Selected passage –
┄┄┄┄┄┄

Better technology and safer cars can only be a good thing when it comes to preventing accidents, but it's still important to take as many precautions as possible to ensure a safe journey from A to B. Wherever you are driving to, and regardless of the length of the trip, protect yourself and your passengers with these safe driving tips.
Always check that the tyre pressure is at the correct level before a long journey, including the spare wheel. If the tyre pressure is off, it could affect your braking and steering. You should check the tyre tread regularly, and it’s especially important to make sure it’s at the right level before you set out on a long journey. Spotting any problems before you leave could save you from having to change a tyre on the roadside, or suffer a fine and penalty points. Check all fluids, including oil, water and windscreen wash, and top up where necessary.
Studies have shown that driving when tired can impair your judgement almost as much as drinking alcohol. Pull over to take a break every couple of hours, stretching your legs, grabbing a drink, or maybe taking a nap. Sharing the driving responsibilities with someone else will also ease the burden.

┄┄┄┄┄┄

Data section –
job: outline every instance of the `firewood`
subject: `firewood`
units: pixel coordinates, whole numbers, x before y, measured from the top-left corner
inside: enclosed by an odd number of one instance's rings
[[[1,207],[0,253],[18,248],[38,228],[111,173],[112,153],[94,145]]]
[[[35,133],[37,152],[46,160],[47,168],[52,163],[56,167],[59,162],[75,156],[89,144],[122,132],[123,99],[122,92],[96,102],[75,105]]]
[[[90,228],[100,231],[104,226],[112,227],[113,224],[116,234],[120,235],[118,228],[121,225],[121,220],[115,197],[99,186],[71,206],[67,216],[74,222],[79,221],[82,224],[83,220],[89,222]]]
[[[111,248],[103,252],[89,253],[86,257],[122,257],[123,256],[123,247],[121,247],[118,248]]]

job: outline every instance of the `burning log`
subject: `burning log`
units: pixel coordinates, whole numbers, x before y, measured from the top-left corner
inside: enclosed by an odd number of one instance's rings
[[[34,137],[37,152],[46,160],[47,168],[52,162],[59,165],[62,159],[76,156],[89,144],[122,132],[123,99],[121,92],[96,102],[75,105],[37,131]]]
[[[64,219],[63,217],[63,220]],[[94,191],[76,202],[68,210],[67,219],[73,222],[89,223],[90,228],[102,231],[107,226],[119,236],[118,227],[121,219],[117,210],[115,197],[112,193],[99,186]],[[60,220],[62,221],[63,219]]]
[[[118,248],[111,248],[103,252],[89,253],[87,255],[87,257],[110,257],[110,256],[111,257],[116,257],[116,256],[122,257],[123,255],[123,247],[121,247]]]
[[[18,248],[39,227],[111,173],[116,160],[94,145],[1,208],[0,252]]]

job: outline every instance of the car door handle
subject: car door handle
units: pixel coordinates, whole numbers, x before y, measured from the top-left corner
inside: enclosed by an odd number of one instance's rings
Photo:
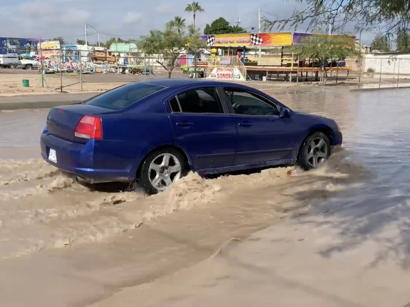
[[[187,122],[181,122],[181,123],[177,123],[177,126],[179,126],[179,127],[191,127],[191,126],[194,125],[194,123],[187,123]]]
[[[243,122],[238,123],[238,125],[240,126],[241,127],[250,127],[251,126],[253,125],[253,124],[252,123]]]

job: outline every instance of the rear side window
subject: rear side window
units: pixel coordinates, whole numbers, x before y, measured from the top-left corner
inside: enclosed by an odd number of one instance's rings
[[[170,106],[171,107],[171,111],[173,112],[180,112],[181,110],[179,108],[179,105],[178,104],[178,100],[176,100],[176,97],[173,97],[169,100]]]
[[[222,104],[215,87],[191,90],[177,95],[184,113],[223,113]]]
[[[164,86],[155,84],[139,82],[132,83],[109,91],[87,101],[85,104],[120,109],[163,89],[165,89]]]

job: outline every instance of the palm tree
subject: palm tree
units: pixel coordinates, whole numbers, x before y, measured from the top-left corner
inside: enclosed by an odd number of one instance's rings
[[[168,21],[167,26],[169,29],[176,31],[178,34],[180,34],[185,28],[185,19],[179,16],[176,16],[173,19]]]
[[[201,7],[197,2],[193,2],[191,4],[187,6],[185,11],[188,13],[194,13],[194,28],[195,27],[195,16],[197,12],[204,12],[203,9]]]

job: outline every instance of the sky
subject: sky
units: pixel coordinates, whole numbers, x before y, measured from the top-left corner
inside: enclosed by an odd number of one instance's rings
[[[146,35],[150,29],[161,29],[175,16],[192,23],[192,14],[186,13],[188,0],[172,2],[157,0],[0,0],[0,37],[52,39],[62,37],[66,43],[75,43],[77,38],[85,38],[87,23],[100,33],[105,42],[110,37],[124,39],[137,38]],[[240,19],[240,25],[249,32],[257,33],[258,9],[268,19],[290,16],[295,8],[301,9],[295,0],[207,0],[199,2],[204,10],[197,13],[196,27],[203,29],[207,24],[223,17],[234,25]],[[252,4],[252,5],[251,5]],[[252,30],[251,27],[255,27]],[[352,27],[353,29],[353,27]],[[305,32],[300,27],[294,31]],[[275,31],[275,29],[272,32]],[[97,40],[96,31],[89,27],[88,39]],[[363,33],[361,41],[370,44],[373,35]]]

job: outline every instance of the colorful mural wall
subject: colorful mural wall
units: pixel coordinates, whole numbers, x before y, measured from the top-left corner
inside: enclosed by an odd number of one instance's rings
[[[36,43],[33,39],[16,37],[0,37],[0,54],[28,53]]]
[[[201,39],[213,47],[278,47],[299,44],[302,37],[310,36],[308,33],[243,33],[201,35]],[[325,35],[320,36],[326,36]]]

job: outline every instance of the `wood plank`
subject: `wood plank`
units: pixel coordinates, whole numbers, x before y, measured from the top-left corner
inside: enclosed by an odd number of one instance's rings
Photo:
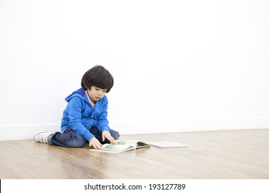
[[[269,179],[269,130],[123,135],[174,141],[121,154],[66,148],[33,140],[0,142],[0,179]]]

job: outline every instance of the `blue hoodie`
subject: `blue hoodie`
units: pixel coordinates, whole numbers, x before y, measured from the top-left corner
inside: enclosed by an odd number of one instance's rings
[[[83,88],[67,96],[66,101],[68,104],[61,119],[62,131],[71,127],[88,141],[94,136],[90,132],[92,128],[97,127],[101,133],[104,130],[110,131],[107,119],[108,101],[106,95],[97,101],[94,108],[90,105]]]

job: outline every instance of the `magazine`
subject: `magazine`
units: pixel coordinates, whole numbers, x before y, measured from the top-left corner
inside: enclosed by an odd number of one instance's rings
[[[116,140],[114,144],[103,144],[100,150],[90,149],[90,151],[101,152],[106,153],[121,153],[135,149],[148,148],[148,143],[132,140]]]
[[[159,142],[149,142],[148,144],[160,148],[186,148],[188,145],[179,143],[174,141],[159,141]]]

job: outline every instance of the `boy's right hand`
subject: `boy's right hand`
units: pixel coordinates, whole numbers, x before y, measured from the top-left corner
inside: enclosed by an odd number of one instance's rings
[[[89,146],[92,146],[94,149],[100,150],[102,147],[102,144],[95,137],[92,137],[89,142]]]

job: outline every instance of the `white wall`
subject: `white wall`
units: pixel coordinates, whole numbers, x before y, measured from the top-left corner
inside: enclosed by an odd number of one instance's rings
[[[0,1],[0,140],[59,128],[96,64],[121,134],[269,128],[268,1]]]

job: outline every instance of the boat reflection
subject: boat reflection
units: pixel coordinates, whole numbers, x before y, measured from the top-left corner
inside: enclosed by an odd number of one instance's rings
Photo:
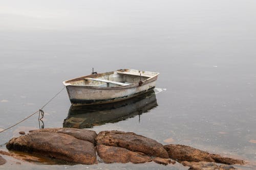
[[[73,106],[69,110],[63,127],[89,128],[106,123],[114,123],[148,112],[157,106],[154,90],[123,101],[99,105]]]

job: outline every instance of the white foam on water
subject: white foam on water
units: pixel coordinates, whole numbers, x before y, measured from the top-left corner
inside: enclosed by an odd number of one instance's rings
[[[163,91],[166,91],[167,89],[166,88],[155,88],[155,93],[158,94]]]

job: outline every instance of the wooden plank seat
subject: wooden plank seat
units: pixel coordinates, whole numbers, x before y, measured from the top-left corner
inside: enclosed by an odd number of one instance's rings
[[[140,76],[140,72],[138,72],[136,74],[135,73],[132,73],[132,72],[120,72],[120,71],[117,71],[117,72],[119,74],[121,74],[121,75],[129,75],[129,76]],[[147,77],[148,78],[152,77],[152,76],[148,76],[148,75],[145,75],[145,74],[143,73],[141,74],[141,77]]]
[[[115,82],[115,81],[113,81],[104,80],[104,79],[94,79],[94,78],[84,78],[84,80],[86,80],[97,81],[101,82],[105,82],[105,83],[106,83],[107,84],[108,84],[108,83],[111,83],[111,84],[116,84],[116,85],[119,85],[119,86],[127,86],[127,85],[129,85],[129,84],[126,84],[126,83],[121,83],[121,82]]]

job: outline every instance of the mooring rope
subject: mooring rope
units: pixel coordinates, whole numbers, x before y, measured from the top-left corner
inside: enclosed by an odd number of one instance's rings
[[[26,118],[22,119],[22,120],[18,122],[18,123],[15,124],[14,125],[9,127],[9,128],[7,128],[6,129],[5,129],[4,130],[3,130],[2,131],[0,131],[0,133],[2,133],[2,132],[3,132],[5,131],[7,131],[7,130],[8,129],[11,129],[11,128],[12,127],[14,127],[14,126],[16,126],[18,124],[19,124],[20,123],[21,123],[22,122],[23,122],[24,121],[25,121],[26,120],[27,120],[27,119],[28,119],[29,118],[30,118],[30,117],[31,117],[32,116],[34,115],[34,114],[36,114],[37,113],[38,113],[39,112],[39,115],[38,115],[38,120],[41,120],[42,122],[42,118],[44,117],[44,111],[42,110],[42,109],[46,107],[48,104],[49,104],[50,102],[51,102],[53,100],[53,99],[54,99],[55,98],[56,98],[56,96],[57,96],[62,90],[63,89],[64,89],[64,88],[65,88],[65,86],[64,86],[63,87],[63,88],[60,90],[59,90],[59,92],[58,92],[52,99],[51,99],[45,105],[44,105],[40,109],[39,109],[38,110],[36,111],[36,112],[33,113],[32,114],[31,114],[31,115],[30,115],[29,116],[28,116],[28,117],[27,117]],[[41,118],[40,118],[40,115],[41,115]],[[41,127],[41,128],[43,129],[44,128],[44,122],[42,122],[42,125]],[[39,126],[39,128],[40,128],[40,126]]]

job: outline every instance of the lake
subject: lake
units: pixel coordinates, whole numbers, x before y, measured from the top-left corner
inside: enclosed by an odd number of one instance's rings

┄┄┄┄┄┄

Tasks to perform –
[a] In the safe driving tips, how often should a driver pull over for a break?
[b] Please continue the safe driving tips from the end of the last paragraph.

Task-by-task answers –
[a] Every couple of hours.

[b]
Different types of weather will bring their own safe driving tips, and you will need to adjust accordingly. In rain or fog it is important to slow down and also dip your headlights, turning on the fog lights if necessary. Refrain from overtaking, and instead keep a safe distance from the car in front. Use the brake and accelerator gently, and stay in the lower gears if you’re driving where ice affects the roads.
Spotting motorcyclists or cyclists as they approach from behind at a junction can be difficult, so always be careful when turning, and check mirrors and blind spots thoroughly. If you overtake a cyclist, give them plenty of room and watch for signs that they may intend to pull out, such as looking over their shoulder. Also try to spot obstacles that may cause them to stop suddenly.
Don't give thieves an excuse to break into your car. If you're parking on the street, try to find a spot somewhere busy, near some shops or a hotel, or under a street lamp. A car with a neat interior, where the potential thief sees nothing but upholstery, is less likely to be broken into than one with towels or bags that appear to be hiding valuables.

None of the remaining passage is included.